● **Action item**:
Among the entries below, take the line with "For instance, a" and the line with "175L172 215L186 241L244", and output them and every line between them exactly, with nothing else.

● **Data entries**:
*-*-*

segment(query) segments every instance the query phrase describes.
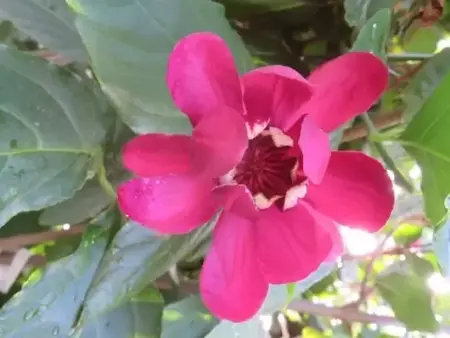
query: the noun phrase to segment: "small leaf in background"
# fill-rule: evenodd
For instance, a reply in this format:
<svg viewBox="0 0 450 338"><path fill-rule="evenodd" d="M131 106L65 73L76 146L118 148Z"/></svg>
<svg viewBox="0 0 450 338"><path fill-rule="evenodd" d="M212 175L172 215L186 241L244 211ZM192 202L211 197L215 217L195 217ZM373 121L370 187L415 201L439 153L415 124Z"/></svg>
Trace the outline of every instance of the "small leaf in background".
<svg viewBox="0 0 450 338"><path fill-rule="evenodd" d="M63 0L0 1L0 18L73 61L88 60L75 15Z"/></svg>
<svg viewBox="0 0 450 338"><path fill-rule="evenodd" d="M386 44L391 28L391 11L377 11L361 28L353 43L353 51L370 51L386 60Z"/></svg>
<svg viewBox="0 0 450 338"><path fill-rule="evenodd" d="M76 337L157 338L161 334L163 308L164 302L159 291L153 287L147 287L122 306L79 328ZM179 337L186 333L186 330L181 331Z"/></svg>
<svg viewBox="0 0 450 338"><path fill-rule="evenodd" d="M110 117L82 80L40 58L3 46L0 77L1 227L70 198L95 174Z"/></svg>
<svg viewBox="0 0 450 338"><path fill-rule="evenodd" d="M297 287L297 284L295 283L289 283L286 285L287 288L287 304L292 302L292 300L295 298L295 288Z"/></svg>
<svg viewBox="0 0 450 338"><path fill-rule="evenodd" d="M123 304L167 272L211 233L211 226L184 236L161 236L128 222L113 239L95 275L84 304L91 320Z"/></svg>
<svg viewBox="0 0 450 338"><path fill-rule="evenodd" d="M408 330L435 332L439 325L431 306L427 276L417 274L414 269L418 266L410 262L394 264L376 277L376 289Z"/></svg>
<svg viewBox="0 0 450 338"><path fill-rule="evenodd" d="M410 121L423 107L434 91L439 87L445 75L450 71L450 49L441 52L426 60L420 70L411 78L402 98L406 103L404 118Z"/></svg>
<svg viewBox="0 0 450 338"><path fill-rule="evenodd" d="M417 241L422 236L423 227L413 224L400 224L393 233L397 244L408 246Z"/></svg>
<svg viewBox="0 0 450 338"><path fill-rule="evenodd" d="M432 224L446 216L444 201L450 193L450 73L400 135L400 142L422 171L425 215Z"/></svg>
<svg viewBox="0 0 450 338"><path fill-rule="evenodd" d="M312 285L316 284L335 269L335 264L323 263L315 272L304 280L296 283L295 296L301 295ZM251 292L251 290L249 290ZM264 304L259 312L250 320L243 323L220 322L205 338L237 338L261 337L263 335L260 320L261 314L271 314L281 309L286 302L288 290L285 285L272 285Z"/></svg>
<svg viewBox="0 0 450 338"><path fill-rule="evenodd" d="M386 8L391 10L396 1L397 0L345 0L345 20L350 26L362 27L380 9Z"/></svg>
<svg viewBox="0 0 450 338"><path fill-rule="evenodd" d="M450 277L450 219L434 234L433 251L439 262L442 273Z"/></svg>
<svg viewBox="0 0 450 338"><path fill-rule="evenodd" d="M191 130L165 81L168 55L181 37L196 31L218 33L241 70L251 68L250 54L228 24L222 5L210 0L123 0L120 6L115 1L70 0L69 4L77 12L76 26L96 76L137 133Z"/></svg>
<svg viewBox="0 0 450 338"><path fill-rule="evenodd" d="M420 22L413 24L403 38L403 48L407 53L434 53L442 32L437 27L423 27Z"/></svg>
<svg viewBox="0 0 450 338"><path fill-rule="evenodd" d="M90 225L78 250L45 268L0 310L2 338L67 337L103 257L114 215ZM101 226L99 226L101 225Z"/></svg>
<svg viewBox="0 0 450 338"><path fill-rule="evenodd" d="M191 295L164 309L161 338L184 337L188 332L189 338L203 338L218 322L200 296Z"/></svg>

*-*-*

● **Answer to the problem**:
For instance, a reply in this format:
<svg viewBox="0 0 450 338"><path fill-rule="evenodd" d="M131 106L65 73L76 146L118 148Z"/></svg>
<svg viewBox="0 0 450 338"><path fill-rule="evenodd" d="M212 175L172 215L186 241L244 211ZM192 202L211 197L215 217L195 217ZM373 121L370 187L415 201L439 153L415 124Z"/></svg>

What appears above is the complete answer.